• _WHAT YOU ARE ASKED TO DO_
Can you present each line of the records below as a Markdown table with two columns, Row and Line, where Row holds the line's number? Leave out the pictures and any blank lines.

### ENTRIES ###

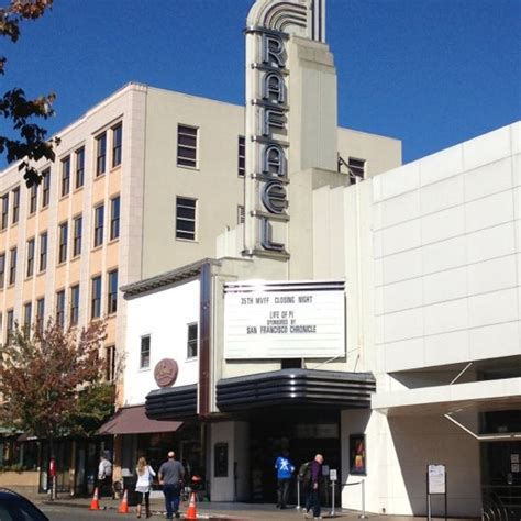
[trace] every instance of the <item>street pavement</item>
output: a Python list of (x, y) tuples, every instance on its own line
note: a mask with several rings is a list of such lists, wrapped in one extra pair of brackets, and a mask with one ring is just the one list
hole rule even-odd
[[(103, 498), (99, 500), (100, 510), (89, 510), (90, 498), (71, 498), (66, 495), (58, 495), (54, 501), (49, 501), (47, 496), (37, 494), (27, 494), (26, 490), (22, 494), (36, 503), (51, 519), (51, 521), (65, 520), (82, 520), (100, 518), (103, 520), (120, 519), (123, 520), (122, 514), (118, 513), (120, 500)], [(159, 520), (165, 518), (165, 505), (162, 498), (151, 499), (151, 507), (154, 519)], [(180, 512), (181, 519), (185, 519), (184, 512), (188, 509), (188, 502), (182, 502)], [(129, 517), (135, 518), (135, 507), (129, 507)], [(213, 521), (257, 521), (257, 520), (277, 520), (277, 521), (295, 521), (304, 519), (302, 510), (287, 508), (279, 510), (273, 503), (240, 503), (240, 502), (209, 502), (201, 501), (197, 505), (198, 519), (208, 519)], [(322, 517), (324, 519), (345, 519), (357, 520), (362, 512), (353, 510), (344, 510), (335, 508), (334, 516), (331, 514), (331, 508), (322, 509)], [(67, 517), (68, 516), (68, 517)], [(425, 520), (424, 517), (412, 516), (383, 516), (375, 513), (366, 513), (366, 518), (373, 520), (386, 521), (417, 521)], [(146, 519), (142, 517), (142, 519)], [(443, 519), (443, 518), (439, 518)], [(466, 518), (465, 521), (477, 521), (478, 518)], [(448, 518), (448, 521), (463, 521), (462, 518)]]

###

• _SOLUTION BELOW_
| Row | Line |
|---|---|
| 1 | [trace] every instance of the <item>street pavement</item> |
| 2 | output: a Python list of (x, y) tuples, every instance on its own line |
| 3 | note: a mask with several rings is a list of such lists, wrapped in one extra pair of brackets, and a mask with one ring is just the one list |
| 4 | hole rule even-odd |
| 5 | [[(103, 498), (99, 500), (100, 510), (89, 510), (90, 498), (71, 498), (66, 495), (58, 495), (54, 501), (49, 501), (47, 496), (37, 494), (27, 494), (26, 490), (22, 494), (36, 503), (51, 519), (51, 521), (65, 520), (82, 520), (100, 518), (103, 520), (120, 519), (123, 520), (122, 514), (118, 513), (120, 500)], [(159, 520), (165, 518), (165, 505), (162, 498), (151, 499), (151, 507), (154, 519)], [(180, 512), (181, 519), (185, 519), (184, 512), (188, 509), (188, 502), (182, 502)], [(129, 517), (135, 518), (135, 507), (129, 507)], [(213, 521), (257, 521), (257, 520), (277, 520), (277, 521), (295, 521), (304, 519), (302, 510), (287, 508), (279, 510), (273, 503), (240, 503), (240, 502), (209, 502), (201, 501), (197, 505), (198, 519), (208, 519)], [(322, 517), (324, 519), (345, 519), (357, 520), (362, 512), (353, 510), (344, 510), (335, 508), (334, 516), (331, 514), (331, 508), (322, 509)], [(67, 517), (68, 516), (68, 517)], [(425, 520), (424, 517), (412, 516), (383, 516), (375, 513), (366, 513), (366, 518), (373, 520), (386, 521), (417, 521)], [(146, 519), (142, 517), (142, 519)], [(443, 519), (443, 518), (439, 518)], [(466, 518), (465, 521), (477, 521), (478, 518)], [(448, 518), (448, 521), (463, 521), (462, 518)]] |